Copy the lines below verbatim, but only from the line containing "Check that every instance of the leash" through the end of the data.

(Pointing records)
+===+

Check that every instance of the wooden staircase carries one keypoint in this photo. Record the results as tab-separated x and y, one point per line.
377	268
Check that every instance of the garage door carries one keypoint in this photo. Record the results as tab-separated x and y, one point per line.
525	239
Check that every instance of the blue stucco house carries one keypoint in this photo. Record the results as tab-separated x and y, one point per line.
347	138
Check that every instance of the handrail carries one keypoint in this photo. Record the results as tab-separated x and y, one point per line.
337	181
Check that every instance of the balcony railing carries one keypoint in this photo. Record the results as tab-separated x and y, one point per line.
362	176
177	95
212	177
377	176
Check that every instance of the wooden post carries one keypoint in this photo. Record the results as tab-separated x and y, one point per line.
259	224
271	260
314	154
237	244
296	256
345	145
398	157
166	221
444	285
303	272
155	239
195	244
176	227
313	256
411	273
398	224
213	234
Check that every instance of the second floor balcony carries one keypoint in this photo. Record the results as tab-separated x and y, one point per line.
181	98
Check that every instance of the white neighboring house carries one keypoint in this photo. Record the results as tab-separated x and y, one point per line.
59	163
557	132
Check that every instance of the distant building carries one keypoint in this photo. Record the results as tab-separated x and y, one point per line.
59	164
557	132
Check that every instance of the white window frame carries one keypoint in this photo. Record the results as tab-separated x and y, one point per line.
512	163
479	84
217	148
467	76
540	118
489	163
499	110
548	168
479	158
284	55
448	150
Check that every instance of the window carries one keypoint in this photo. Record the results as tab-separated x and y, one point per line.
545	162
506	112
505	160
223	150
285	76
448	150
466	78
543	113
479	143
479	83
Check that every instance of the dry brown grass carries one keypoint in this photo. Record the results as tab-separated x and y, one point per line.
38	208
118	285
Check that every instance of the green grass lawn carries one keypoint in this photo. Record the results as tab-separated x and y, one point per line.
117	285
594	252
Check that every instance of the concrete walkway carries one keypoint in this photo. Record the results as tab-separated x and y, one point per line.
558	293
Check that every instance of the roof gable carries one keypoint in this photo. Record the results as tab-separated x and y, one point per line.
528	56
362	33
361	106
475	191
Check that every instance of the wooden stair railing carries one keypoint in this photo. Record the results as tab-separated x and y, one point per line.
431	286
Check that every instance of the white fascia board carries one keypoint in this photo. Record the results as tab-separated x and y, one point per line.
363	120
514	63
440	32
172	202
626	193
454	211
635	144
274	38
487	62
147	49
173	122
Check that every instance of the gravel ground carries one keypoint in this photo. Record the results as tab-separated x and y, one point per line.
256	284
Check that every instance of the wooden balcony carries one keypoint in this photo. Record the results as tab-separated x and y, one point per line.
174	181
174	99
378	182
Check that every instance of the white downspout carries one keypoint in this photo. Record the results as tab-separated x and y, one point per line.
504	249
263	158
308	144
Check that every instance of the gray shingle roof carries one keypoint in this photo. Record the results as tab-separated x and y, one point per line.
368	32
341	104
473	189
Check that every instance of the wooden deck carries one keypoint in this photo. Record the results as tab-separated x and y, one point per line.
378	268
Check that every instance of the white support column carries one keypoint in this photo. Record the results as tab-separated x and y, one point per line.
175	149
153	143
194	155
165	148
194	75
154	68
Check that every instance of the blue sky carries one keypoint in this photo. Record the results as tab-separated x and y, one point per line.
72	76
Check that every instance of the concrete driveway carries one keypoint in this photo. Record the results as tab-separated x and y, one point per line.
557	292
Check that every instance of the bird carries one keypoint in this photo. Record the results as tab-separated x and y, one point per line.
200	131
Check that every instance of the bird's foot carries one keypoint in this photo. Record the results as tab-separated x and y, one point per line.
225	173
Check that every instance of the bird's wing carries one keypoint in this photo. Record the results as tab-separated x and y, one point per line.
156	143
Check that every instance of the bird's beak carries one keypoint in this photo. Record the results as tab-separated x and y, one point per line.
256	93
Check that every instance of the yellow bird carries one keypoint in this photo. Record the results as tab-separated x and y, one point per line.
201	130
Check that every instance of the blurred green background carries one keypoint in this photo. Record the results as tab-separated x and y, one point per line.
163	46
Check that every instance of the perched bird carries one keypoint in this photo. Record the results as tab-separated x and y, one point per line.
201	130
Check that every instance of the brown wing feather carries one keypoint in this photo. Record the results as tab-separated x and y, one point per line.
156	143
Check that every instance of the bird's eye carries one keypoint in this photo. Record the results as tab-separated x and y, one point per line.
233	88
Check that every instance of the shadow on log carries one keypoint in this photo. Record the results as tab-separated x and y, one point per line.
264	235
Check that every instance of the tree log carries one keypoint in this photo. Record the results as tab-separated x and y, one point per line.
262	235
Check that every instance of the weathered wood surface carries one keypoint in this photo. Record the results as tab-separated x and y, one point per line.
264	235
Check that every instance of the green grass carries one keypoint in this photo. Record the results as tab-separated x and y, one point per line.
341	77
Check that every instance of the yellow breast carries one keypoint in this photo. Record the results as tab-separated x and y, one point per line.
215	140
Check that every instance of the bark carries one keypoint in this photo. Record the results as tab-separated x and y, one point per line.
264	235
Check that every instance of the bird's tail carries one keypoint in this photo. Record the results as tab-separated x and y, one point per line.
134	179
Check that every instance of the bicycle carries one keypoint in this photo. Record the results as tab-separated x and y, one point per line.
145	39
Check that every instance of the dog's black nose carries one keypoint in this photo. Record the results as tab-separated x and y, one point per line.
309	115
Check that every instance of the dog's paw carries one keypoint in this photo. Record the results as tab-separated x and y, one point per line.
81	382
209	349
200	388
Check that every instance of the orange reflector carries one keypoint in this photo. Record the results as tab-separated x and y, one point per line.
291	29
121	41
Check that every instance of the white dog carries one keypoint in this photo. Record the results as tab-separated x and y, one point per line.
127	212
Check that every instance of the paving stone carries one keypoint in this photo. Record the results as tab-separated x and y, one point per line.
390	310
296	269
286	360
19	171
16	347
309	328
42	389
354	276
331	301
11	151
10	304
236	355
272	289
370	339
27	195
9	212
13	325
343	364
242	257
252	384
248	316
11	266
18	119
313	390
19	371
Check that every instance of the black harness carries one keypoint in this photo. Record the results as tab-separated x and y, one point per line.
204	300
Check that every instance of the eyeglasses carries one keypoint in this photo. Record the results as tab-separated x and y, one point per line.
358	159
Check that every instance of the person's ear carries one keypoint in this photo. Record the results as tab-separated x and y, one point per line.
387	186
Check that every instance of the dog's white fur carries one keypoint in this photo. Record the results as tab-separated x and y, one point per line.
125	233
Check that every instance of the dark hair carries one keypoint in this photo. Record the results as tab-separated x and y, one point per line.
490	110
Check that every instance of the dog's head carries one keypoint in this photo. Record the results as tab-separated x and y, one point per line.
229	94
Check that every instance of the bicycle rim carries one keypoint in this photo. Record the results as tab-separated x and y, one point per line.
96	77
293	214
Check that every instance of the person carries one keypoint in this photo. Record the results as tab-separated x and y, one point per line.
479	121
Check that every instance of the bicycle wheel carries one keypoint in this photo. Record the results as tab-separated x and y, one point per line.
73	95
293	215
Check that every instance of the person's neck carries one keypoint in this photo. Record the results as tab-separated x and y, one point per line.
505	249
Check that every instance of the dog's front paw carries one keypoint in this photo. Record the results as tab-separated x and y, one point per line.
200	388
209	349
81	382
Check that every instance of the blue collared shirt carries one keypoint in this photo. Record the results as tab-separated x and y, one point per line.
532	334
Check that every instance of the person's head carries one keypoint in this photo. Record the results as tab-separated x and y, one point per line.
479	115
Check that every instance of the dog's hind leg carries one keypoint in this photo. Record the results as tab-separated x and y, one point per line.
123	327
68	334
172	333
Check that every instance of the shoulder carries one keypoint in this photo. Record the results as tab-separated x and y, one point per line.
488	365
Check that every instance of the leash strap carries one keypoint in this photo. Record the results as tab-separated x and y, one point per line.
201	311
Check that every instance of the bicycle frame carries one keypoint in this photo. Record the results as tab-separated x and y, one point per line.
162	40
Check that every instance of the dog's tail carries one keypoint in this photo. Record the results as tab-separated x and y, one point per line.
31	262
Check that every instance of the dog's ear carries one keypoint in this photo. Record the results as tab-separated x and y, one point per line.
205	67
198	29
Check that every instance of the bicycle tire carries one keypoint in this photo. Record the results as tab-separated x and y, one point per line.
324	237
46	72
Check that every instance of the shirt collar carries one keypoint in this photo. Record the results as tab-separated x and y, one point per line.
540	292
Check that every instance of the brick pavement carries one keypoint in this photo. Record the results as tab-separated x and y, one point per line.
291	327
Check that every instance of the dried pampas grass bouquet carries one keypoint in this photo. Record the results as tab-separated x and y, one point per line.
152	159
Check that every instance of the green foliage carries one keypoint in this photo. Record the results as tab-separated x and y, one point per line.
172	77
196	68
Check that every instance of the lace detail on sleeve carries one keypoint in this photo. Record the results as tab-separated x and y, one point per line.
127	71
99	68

+===+

* **Written answer**
Check that every instance of the leash strap carries one keypoint in this photo. Record the results as tab-separated x and y, one point per line.
201	311
Check that every instance of the bicycle frame carries one keypoint in this photo. Record the results as tab-separated x and y, one point per line.
162	40
Check that every instance of the dog's tail carries one keypoint in this photo. Record the results as tab-separated x and y, one point per line.
31	262
Check that every instance of the dog's ear carries one keypoint in this photo. Record the results as tab-separated x and y, one point per line.
205	67
198	29
Check that every instance of the bicycle tire carries one keypoint in this photo. Record the results as tab-separated x and y, one point per line.
324	237
46	72
Check that every instance of the shirt collar carries one keypoint in this photo. Record the results as tab-separated x and y, one point per line.
540	292
Check that every instance of the brick pavement carries one keypoint in this photo. Record the results as tab-separated x and y, one point per line.
291	327
Check that every instance of the dried pampas grass bouquet carries one keypoint in this photo. Record the results as tab-separated x and y, one point per line.
152	159
Check that every instance of the green foliage carries one keypoint in this photo. Record the results as tab-separated x and y, one point per line.
172	77
196	68
Check that every instance of the lace detail on sleeve carries one keypoint in this photo. Record the results as tab-separated x and y, one point per line.
127	71
99	68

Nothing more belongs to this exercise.